▸ Page excerpt
= = = = =

Introduction

Osteosarcoma (OS) is the most common bone tumour in dogs and is characterized by a highly invasive and metastatic behaviour. This tumour frequently affects middle-aged, large breed dogs (less than 5% occur in breeds smaller than 12 kg) and arises in 75% of cases in the metaphyseal area of bones of the appendicular skeleton. The median age of dogs with OSA is 6-7 years. Males are more commonly affected than females. A cause for OSA is unknown although many etiologies have been stipulated (radiation, microtrauma, genetics, implants, nutrition).

Pathology

OSA is a malignant spindle-cell tumour characterized by direct formation of bone or osteoid tissue by tumour cells. OSA is an aggressive tumour with a locally invasive behaviour and a high rate of metastasis and can be subdivided in chondroblastic, osteoblastic, fibroblastic, telangiectatic, and mixed type tumours. Common locations for OSA include the distal radius, proximal humerus, distal femur, proximal tibia, distal tibia, proximal femur, ulna and scapula. The remainder of OSA (25%) occur in the axial skeleton (mandible, maxilla, vertebrae and ribs). Multicentric OSA is rare (< 10% of cases). Pulmonary metastases are present in more than 90% of the patients at time of initial diagnosis. The prognosis for dogs with OSA without therapy is poor, less than 5% will survive longer than one year after diagnosis. Histologic tumour grading has proven to be a significant prognosticator in canine OS.

= = = = =

▸ Records shown
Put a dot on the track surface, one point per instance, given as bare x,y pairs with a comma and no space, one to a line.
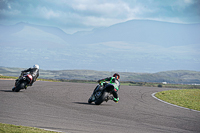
63,107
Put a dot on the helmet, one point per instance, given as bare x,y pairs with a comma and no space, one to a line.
116,75
36,66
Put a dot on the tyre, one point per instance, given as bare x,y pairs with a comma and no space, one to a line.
101,98
19,87
89,100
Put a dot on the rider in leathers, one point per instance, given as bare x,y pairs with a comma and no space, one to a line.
34,72
114,80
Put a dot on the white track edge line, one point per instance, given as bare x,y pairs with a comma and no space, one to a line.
153,95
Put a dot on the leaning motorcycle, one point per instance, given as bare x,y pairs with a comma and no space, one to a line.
102,93
22,82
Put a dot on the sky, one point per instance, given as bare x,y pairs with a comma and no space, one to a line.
84,15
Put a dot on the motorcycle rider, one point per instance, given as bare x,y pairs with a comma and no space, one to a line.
114,80
34,72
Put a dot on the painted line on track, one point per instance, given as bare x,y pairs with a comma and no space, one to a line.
153,95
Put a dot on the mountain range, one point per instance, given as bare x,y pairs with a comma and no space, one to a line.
132,46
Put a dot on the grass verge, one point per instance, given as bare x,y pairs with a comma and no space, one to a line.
188,98
8,128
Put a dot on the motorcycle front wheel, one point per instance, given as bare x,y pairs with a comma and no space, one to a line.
20,86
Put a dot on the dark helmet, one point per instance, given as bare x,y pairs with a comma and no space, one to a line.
116,75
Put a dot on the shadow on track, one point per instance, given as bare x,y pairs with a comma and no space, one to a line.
84,103
6,90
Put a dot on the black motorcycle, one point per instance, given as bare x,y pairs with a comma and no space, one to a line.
102,93
22,82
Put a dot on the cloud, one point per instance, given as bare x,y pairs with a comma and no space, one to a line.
88,14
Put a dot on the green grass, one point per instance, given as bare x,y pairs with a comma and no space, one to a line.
8,128
189,98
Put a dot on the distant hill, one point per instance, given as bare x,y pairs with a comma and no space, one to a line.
136,46
178,76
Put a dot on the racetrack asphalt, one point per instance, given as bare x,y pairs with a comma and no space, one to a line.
62,106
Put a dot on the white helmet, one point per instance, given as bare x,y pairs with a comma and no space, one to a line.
36,66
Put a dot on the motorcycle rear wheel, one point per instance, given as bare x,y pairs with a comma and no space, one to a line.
101,98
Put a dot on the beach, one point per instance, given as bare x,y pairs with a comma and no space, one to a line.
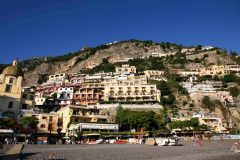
213,150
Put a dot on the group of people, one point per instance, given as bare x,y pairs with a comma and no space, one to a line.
8,140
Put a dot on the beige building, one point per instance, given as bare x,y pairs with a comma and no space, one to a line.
80,114
48,122
153,73
125,68
141,92
11,89
219,70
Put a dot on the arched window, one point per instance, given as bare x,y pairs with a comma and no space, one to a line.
11,80
10,104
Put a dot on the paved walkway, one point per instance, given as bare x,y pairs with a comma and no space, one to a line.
213,150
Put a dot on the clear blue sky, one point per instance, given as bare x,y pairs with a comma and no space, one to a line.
30,28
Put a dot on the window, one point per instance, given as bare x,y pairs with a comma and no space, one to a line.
24,96
31,97
11,80
24,106
10,104
50,119
8,88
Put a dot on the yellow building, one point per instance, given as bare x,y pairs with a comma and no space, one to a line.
141,92
218,70
80,114
11,89
47,123
125,68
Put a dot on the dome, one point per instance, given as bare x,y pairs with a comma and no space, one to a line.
14,70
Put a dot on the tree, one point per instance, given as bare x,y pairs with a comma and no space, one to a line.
230,78
234,91
105,61
7,123
30,123
54,96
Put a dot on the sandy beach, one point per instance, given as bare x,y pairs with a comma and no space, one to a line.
213,150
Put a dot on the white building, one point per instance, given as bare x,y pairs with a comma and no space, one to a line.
57,77
207,47
65,93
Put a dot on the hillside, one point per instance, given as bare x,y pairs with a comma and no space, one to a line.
92,57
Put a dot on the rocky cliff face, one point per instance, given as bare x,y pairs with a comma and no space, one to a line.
93,57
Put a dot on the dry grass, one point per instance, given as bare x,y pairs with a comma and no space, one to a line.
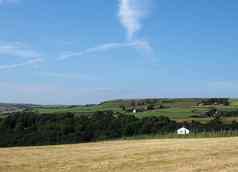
180,155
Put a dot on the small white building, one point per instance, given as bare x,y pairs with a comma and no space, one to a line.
183,131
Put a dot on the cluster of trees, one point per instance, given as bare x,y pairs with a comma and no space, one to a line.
30,129
216,101
216,113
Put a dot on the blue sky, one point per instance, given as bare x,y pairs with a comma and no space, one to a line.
78,51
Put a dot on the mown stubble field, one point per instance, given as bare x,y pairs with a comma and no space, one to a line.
180,155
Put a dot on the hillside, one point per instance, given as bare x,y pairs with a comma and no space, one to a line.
180,155
183,109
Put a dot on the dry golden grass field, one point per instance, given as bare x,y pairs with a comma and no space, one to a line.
175,155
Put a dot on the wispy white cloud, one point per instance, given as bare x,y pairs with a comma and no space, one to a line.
18,50
106,47
131,12
8,1
25,63
72,76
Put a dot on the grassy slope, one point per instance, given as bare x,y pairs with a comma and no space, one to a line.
180,109
180,155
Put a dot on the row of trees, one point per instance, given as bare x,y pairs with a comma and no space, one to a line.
216,101
29,128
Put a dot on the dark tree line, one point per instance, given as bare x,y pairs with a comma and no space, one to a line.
30,129
216,101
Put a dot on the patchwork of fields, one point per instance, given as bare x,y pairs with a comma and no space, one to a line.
179,109
166,155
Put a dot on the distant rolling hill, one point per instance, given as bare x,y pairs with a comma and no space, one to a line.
10,107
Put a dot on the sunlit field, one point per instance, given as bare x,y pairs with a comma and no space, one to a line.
180,155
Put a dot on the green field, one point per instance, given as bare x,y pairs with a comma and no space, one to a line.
176,109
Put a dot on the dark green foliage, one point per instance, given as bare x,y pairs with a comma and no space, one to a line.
216,101
30,128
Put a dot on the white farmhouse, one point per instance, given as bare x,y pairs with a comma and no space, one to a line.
183,131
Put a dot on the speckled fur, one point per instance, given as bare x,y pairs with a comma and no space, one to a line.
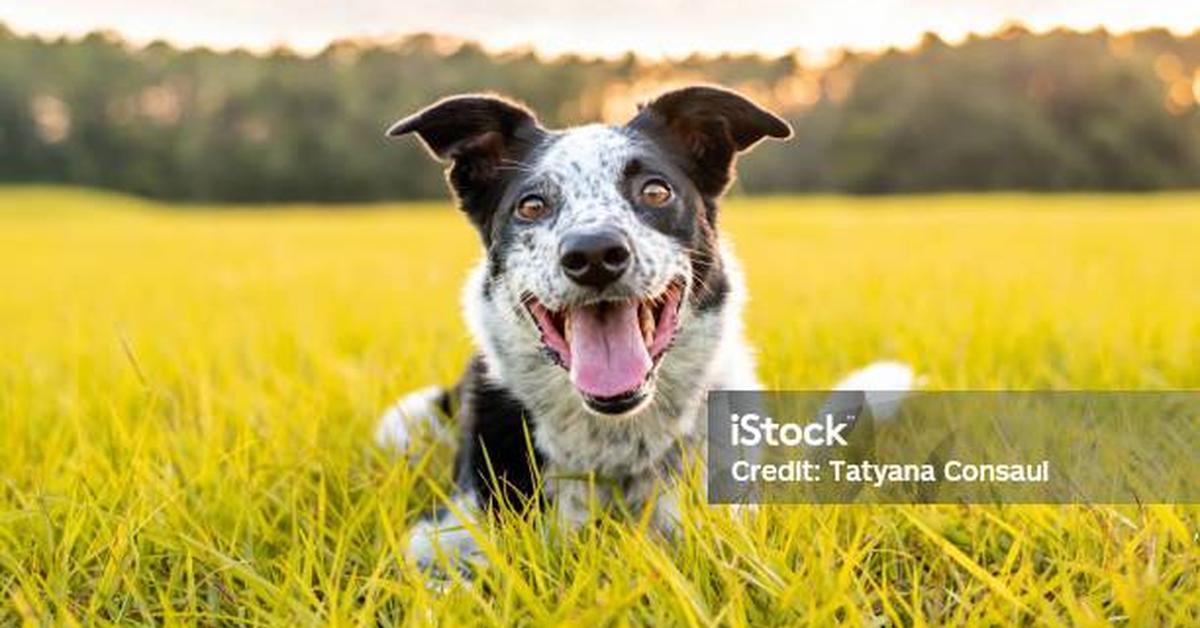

= = = = =

▸ Set of tasks
1 > Please extract the part of the osteosarcoma page from "Introduction" to "genetics, implants, nutrition).", word for word.
2 > Write the next part of the canine osteosarcoma page, starting after its last sentence.

▸ Task-by-task answers
1 >
Introduction

Osteosarcoma (OS) is the most common bone tumour in dogs and is characterized by a highly invasive and metastatic behaviour. This tumour frequently affects middle-aged, large breed dogs (less than 5% occur in breeds smaller than 12 kg) and arises in 75% of cases in the metaphyseal area of bones of the appendicular skeleton. The median age of dogs with OSA is 6-7 years. Males are more commonly affected than females. A cause for OSA is unknown although many etiologies have been stipulated (radiation, microtrauma, genetics, implants, nutrition).

2 >
History, clinical signs, and differential diagnosis

Dogs with OSA are often presented with an acute or chronic lameness and a visible swelling at the affected site. Often the lameness is backdated by the owner to a minor traumatic incident and pain can be elicited upon palpation. Muscle atrophy, a history of progressively decreased weight bearing, and pathologic fractures may be present. Differential diagnoses include other primary bone tumours (fibrosarcoma, chondrosarcoma, etc.), metastatic tumours, bone cysts and bacterial or fungal osteomyelitis.

Diagnosis

The presumptive diagnosis of a bone tumour is easily obtained by regional radiography. Radiographic changes include a mixed pattern of osteolysis and bony proliferation and either change can predominate. Macroscopic pulmonary metastases (> 5 mm) are evident in 10% of cases at initial radiographic examination. Metastatic nodules have the 'canon-ball' appearance and are often located in the periphery. The definite diagnosis is obtained by bone biopsy and histologic examination. The biopsy can be performed using a Jamshidi biopsy needle or Michele bone trephine. Two biopsy specimens, one obtained from the centre and one from the tumour-normal tissue transition zone, will allow proper diagnosis in 92% of cases. Additionally, scintigraphy may be used to diagnose multicentric or metastatic OSA. However, scintigraphy will not differentiate benign (non-tumorous) from malignant lesions, and should be followed by radiography of regions with increased uptake. CT- and MRI-scans can be used to estimate the extent of bony and surrounding soft tissue involvement.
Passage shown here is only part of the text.